= Requirement =
From the art journal post about the painting Wedding Dresses, transcribe word for word the passage that begins at the words "I do this a" and stops after "of the narrative.".

= Excerpted text =
──────────

Rick Janson Art Studio

My Art Journal

Straighten and Paint

This was another moment on my travels when I realized I was looking at a future painting. Sometimes you just know. Across from the National Portrait Gallery of Scotland in Edinburgh there is a bridal shop in an elegant building that echoes the formality of their wares. Next to it is a tangle of foliage that sits almost as a counterpoint to the business taking place.

Lately I have been playing with the idea of making buildings look like they are an architectural elevation, the art adding in all the extraneous life and light that is absent from such technical drawings. There is an app on the iphone that allows you to manipulate the image to essentially straighten it up. There are often some anomalies when doing this, but they can be corrected if the point of the photo is to provide a reference to the painting.

This is not the first time I have tried this. A few weeks ago I posted an image from Troon of a 1905 building on Portland Street. Same story. Straighten and paint.

While the complexity of the 1905 painting showed lots of evidence of human scale, I felt this painting needed some bodies in front of it. I could have made them up, but waited a moment or two for a couple to pass by, waiting until they reached a point that would fit my composition.

I do this a lot when when scouting material for future paintings. Sometimes it is comical. I see someone approaching and raise the camera… then they fail to appear. When I take my eye from the viewfinder, the person is standing just outside the frame waiting for me to finish. How polite, but what they failed to realize was that I wanted them as part of the narrative.

Some people get quite cranky about it, others are nice, and if they bother to ask, are flattered to be part of my endeavour. One time I was in Ajaccio, Corsica. After taking a picture of a large number of people strolling along the main (and very public) shopping street, an elderly woman came up to me and insisted I delete the photo with her in it despite the fact that she was a speck in a broad crowd shot. There was no way she would have been identifiable. I showed it to her, then deleted it to avoid a scene. This does raise the thorny question of how far the right of privacy extends? Does everyone need a permanent shield from being in somebody else’s photos? Could get interesting at the Disney theme parks. In Wedding Dresses nobody would recognize the couple depicted on the sidewalk. In a 16 x 20 painting their faces are represented by a blob of paint. Usually what I am looking for are broad gestures or a sense of movement, as is the case here. There is no question they are strolling.

Wedding Dresses (2026) 16″ x 20″ Oil on Canvas. Private Collection

I often like to add figures into my work to give both scale and life to the image. I don’t set out to make portraits of random people (although I wouldn’t be the first if I did). I can’t imagine a celebrated artist like Jason Polan drawing people at random in New York or Tokyo then running after them with a legal release form. And if he dared ask beforehand, he would lose the spontaneous nature of those drawings.

──────────

= Raw data =

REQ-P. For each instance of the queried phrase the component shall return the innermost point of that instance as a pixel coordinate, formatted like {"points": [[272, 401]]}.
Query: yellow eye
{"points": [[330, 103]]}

──────────

= Result for this exercise =
I do this a lot when when scouting material for future paintings. Sometimes it is comical. I see someone approaching and raise the camera… then they fail to appear. When I take my eye from the viewfinder, the person is standing just outside the frame waiting for me to finish. How polite, but what they failed to realize was that I wanted them as part of the narrative.